It was very much -- it was very paperwork based, but nothing underneath, and Dara used that very much to his advantage.  He could recite the child protection policy verbatim, and he knew what to write down, when to write it, who to send it to, and he would talk about this quite openly.  With me, he was quite boastful, and even other members of staff commented on the excessive amount of paperwork that was required for not just child protection, but anything to do with health and safety or safeguarding.  And the general consensus amongst other members of staff was that senior management who were in charge of this would issue these rules, but they didn't really know what the running of the school was really like, what was really going on.


I think it's very sad that something like this could have happened, because there was so much focus on bureaucracy the real issues were really missed and they shouldn't have been missed so easily.  You can have a cunning perpetrator, but you should -- and places do have policies in place to stop this from happening.  But because people knew where we were approximately, they knew we were in the building late at night together. Well, they knew where we were, he's filled out a risk assessment, it should all be good, but nobody checked.

About the email thread, he listed these five steps that he'd taken if I said an allegation that wasn't true, but nobody had actually raised it with me when I was 13.  It may have led to an awkward conversation at the time, but if somebody had said something, then it's perfectly possible that it would have prevented the serious abuse that happened following it.  It was, as long as everything was in order and as long as everything looked like it should, then things weren't questioned, things weren't followed through as they should have been followed through.
Q.  One of the things you say in your statement --  I'm looking at paragraph 3 at the top of page 2 -- is that because of the history of recent scandal at Ampleforth and in the wider Catholic Church, the college wanted the outside world to believe it had a strong culture of child protection?
A.  Yes, I think that was correct.  I think there was very much a sense of, because of the past failings, they wanted to be seen that they were doing what they could to correct this.  In their mind, that seemed to be having everything written down.  There was an obsessive emphasis on the completion of safeguarding paperwork, but commonsense and actually looking at what was in front of their faces, that sort of went by the wayside.

### [Data extract]
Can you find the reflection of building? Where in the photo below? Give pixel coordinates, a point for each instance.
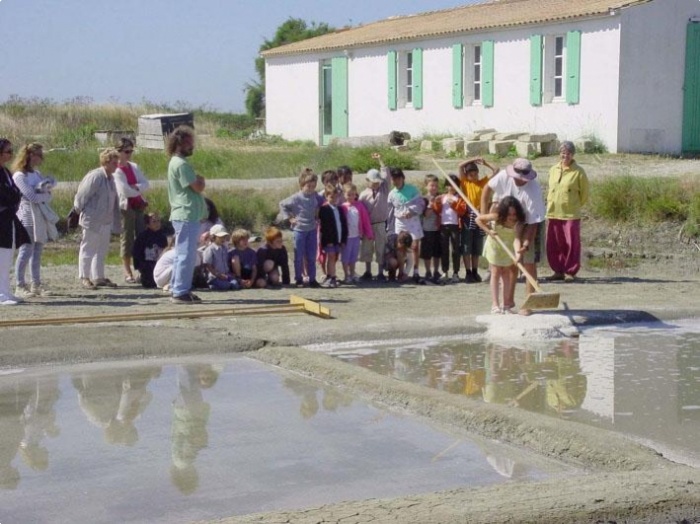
(645, 384)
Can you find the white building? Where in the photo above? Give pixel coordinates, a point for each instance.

### [Tasks to complete]
[1] Transcribe the stretch of the testimony from "Q.  One of the" through "by the wayside.".
[2] According to the testimony, Dara knew three things about paperwork. List them.
[3] Please resume the testimony from the point where it stops.

### [Exercise results]
[1]
Q.  One of the things you say in your statement --  I'm looking at paragraph 3 at the top of page 2 -- is that because of the history of recent scandal at Ampleforth and in the wider Catholic Church, the college wanted the outside world to believe it had a strong culture of child protection?
A.  Yes, I think that was correct.  I think there was very much a sense of, because of the past failings, they wanted to be seen that they were doing what they could to correct this.  In their mind, that seemed to be having everything written down.  There was an obsessive emphasis on the completion of safeguarding paperwork, but commonsense and actually looking at what was in front of their faces, that sort of went by the wayside.

[2]
- what to write down
- when to write it
- who to send it to

[3]
The overwhelming impression I get from this testimony is that following the earlier Ampleforth scandals, the aim of the safeguarding arrangements was not to protect children, but rather to protect Ampleforth in the event of a future problem, to protect staff against "unfounded allegations" or if the allegations turned out (as they often do) to be all too well-founded, to be able to say "look, we tried, it's not our fault". The aim was to prevent scandal rather than to prevent abuse. The church's reputation was still uppermost, and it engendered an understandable degree of cynicism amongst staff.

RC-A30 also took aim at the effectiveness of school inspections carried out by the Independent Schools Inspectorate.
Q.  Were there ever any independent schools inspections?
A.  Yes, frequently.
Q.  Would the ISI give warning of instructions coming?
A.  They would, yes.
Q.  Is there an issue that you would like to highlight around that?
A.  I think the way in which the ISI -- how they were run in general at Ampleforth is indicative of the wider problem of, again, making sure that everything looks fine and everybody -- you know, of course, when there are independent inspections everybody wants to look good, everything wants to look okay, but, again, it was all about what was on the surface, what could people see. So, for instance, the school inspections, I remember one occasion, I think it was my GCSE year, the inspectors were meant to be talking to students that the teachers had chosen at random, for instance, just about the subjects and, you know, the way in which things were done at school.  I was chosen along with another boy in my class, and they told us that, "Obviously, you weren't chosen at random.  You were both chosen because you were the best at the subject" -- this happened to be English.

They didn't tell us what to say, nobody fed us words, but I think the point was, they didn't need to, we enjoyed the subject and they knew we would speak highly of it and articulately and, chances are, would not talk about any particular flaws. I think, just in -- if that were the only problem, if everything else was -- if there wasn't the issues with safeguarding and child protection, as I have voiced, you might say that's -- you know, everybody tries to put their best foot forward on inspections, but I think, as I said, it is indicative of the wider problem, which is that, as long as everything looked good, everything has an outstanding rating -- I mean,  they got an outstanding rating from the ISI when I was being abused at Ampleforth. It shows it wasn't very difficult to coordinate those events to make sure that everything looks fine and ignore what was happening in the next building, you know.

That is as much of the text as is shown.